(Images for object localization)
------------------------
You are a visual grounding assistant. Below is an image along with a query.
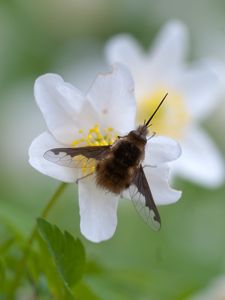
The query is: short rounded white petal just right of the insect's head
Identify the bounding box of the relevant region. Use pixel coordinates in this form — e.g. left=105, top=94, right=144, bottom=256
left=143, top=136, right=181, bottom=166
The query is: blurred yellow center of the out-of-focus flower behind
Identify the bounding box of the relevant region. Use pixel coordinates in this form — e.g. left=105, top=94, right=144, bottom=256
left=137, top=89, right=190, bottom=139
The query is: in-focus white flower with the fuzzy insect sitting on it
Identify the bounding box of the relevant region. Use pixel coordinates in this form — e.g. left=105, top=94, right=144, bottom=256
left=29, top=65, right=181, bottom=242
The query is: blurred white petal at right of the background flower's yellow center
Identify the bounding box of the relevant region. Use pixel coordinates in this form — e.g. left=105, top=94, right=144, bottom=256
left=176, top=65, right=220, bottom=120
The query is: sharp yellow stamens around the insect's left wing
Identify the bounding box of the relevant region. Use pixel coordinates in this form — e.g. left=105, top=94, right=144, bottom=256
left=71, top=124, right=117, bottom=175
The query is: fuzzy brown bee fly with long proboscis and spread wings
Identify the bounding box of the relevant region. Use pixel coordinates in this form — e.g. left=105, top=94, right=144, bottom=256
left=44, top=94, right=168, bottom=230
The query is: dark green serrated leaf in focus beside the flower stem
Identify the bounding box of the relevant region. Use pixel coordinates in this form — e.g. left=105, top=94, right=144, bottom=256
left=37, top=219, right=85, bottom=287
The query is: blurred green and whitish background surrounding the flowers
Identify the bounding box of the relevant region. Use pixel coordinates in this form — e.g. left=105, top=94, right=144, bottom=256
left=0, top=0, right=225, bottom=300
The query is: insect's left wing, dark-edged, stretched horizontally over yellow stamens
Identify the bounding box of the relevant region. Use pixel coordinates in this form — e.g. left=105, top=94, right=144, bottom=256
left=44, top=145, right=110, bottom=168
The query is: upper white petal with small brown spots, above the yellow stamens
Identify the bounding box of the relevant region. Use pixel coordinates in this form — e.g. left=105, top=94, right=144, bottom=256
left=87, top=65, right=136, bottom=134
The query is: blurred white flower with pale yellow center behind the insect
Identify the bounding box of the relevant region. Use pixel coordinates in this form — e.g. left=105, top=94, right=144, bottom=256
left=106, top=21, right=224, bottom=187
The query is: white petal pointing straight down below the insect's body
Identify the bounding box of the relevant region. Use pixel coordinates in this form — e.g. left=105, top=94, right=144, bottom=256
left=79, top=176, right=118, bottom=243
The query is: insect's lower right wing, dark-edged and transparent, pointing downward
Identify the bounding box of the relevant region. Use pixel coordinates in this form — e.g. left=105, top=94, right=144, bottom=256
left=129, top=165, right=161, bottom=231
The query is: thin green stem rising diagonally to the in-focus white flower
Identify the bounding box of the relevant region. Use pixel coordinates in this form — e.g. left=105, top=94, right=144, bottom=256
left=8, top=182, right=67, bottom=299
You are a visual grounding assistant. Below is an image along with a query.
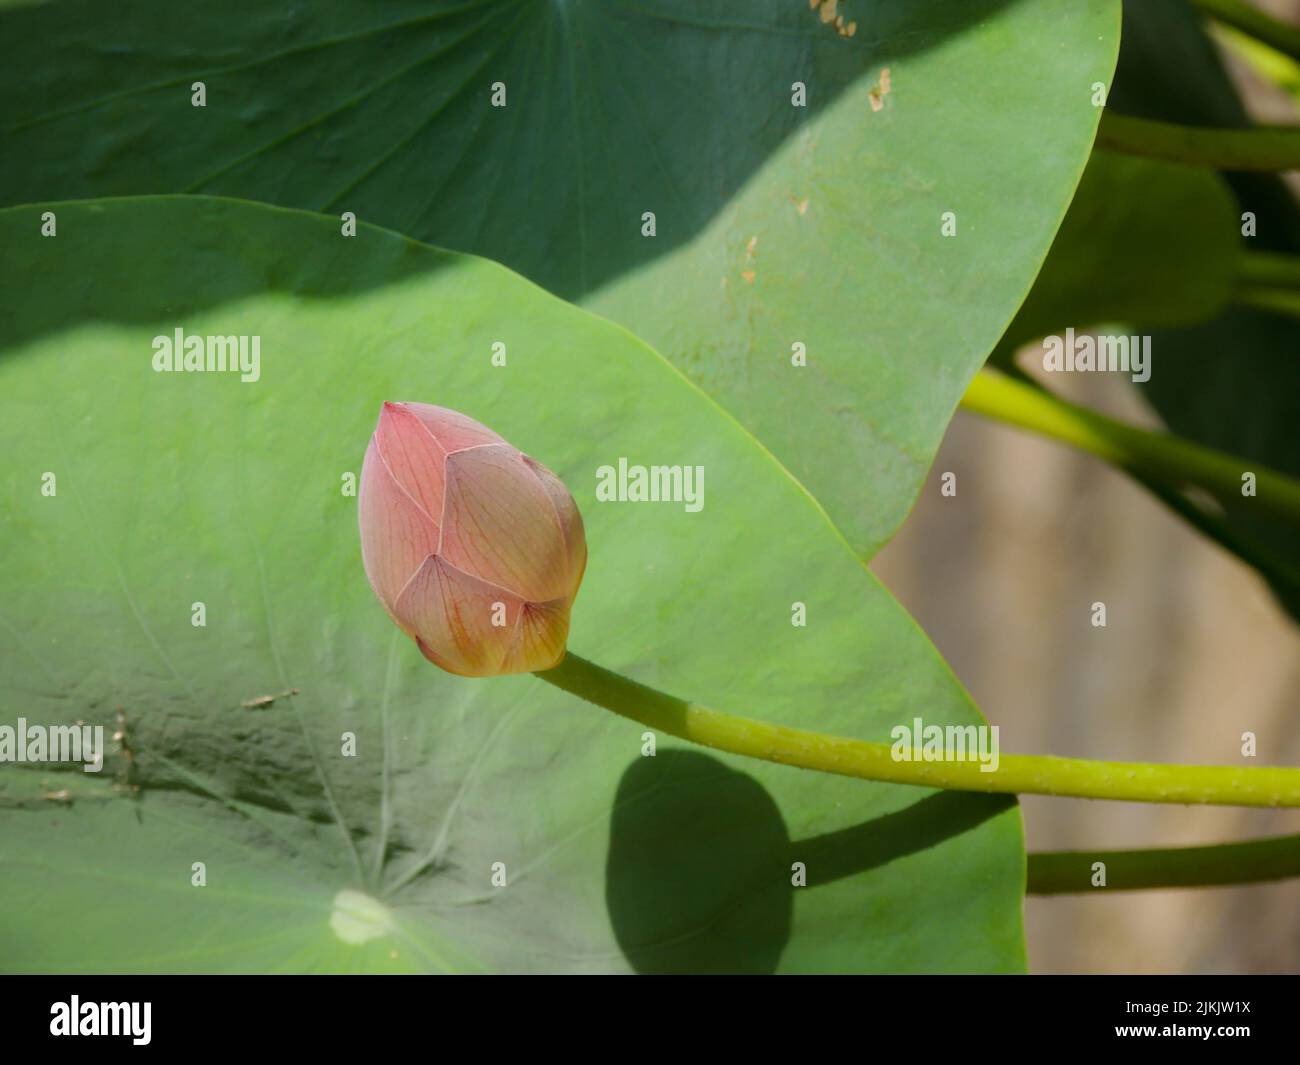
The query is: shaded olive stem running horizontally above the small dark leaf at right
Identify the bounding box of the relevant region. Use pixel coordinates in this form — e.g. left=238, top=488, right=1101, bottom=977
left=1096, top=111, right=1300, bottom=170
------------------------
TASK DETAILS -
Restate word for word the entries above, starting at the line with "The query is: insect's left" and ending at the line with "The query is: blurred white flower", inclusive, and no others.

RESPONSE FOR THIS EXERCISE -
The query is: insect's left wing, dark-edged, stretched horizontally over yellow stamens
Identify the bounding box of the relevant region. Use pixel coordinates in this form — e.g. left=105, top=94, right=144, bottom=256
left=44, top=145, right=110, bottom=168
The query is: upper white petal with small brown spots, above the yellow stamens
Identify the bounding box of the relevant region. Use pixel coordinates in this form — e.g. left=105, top=94, right=144, bottom=256
left=87, top=65, right=136, bottom=134
The query is: blurred white flower with pale yellow center behind the insect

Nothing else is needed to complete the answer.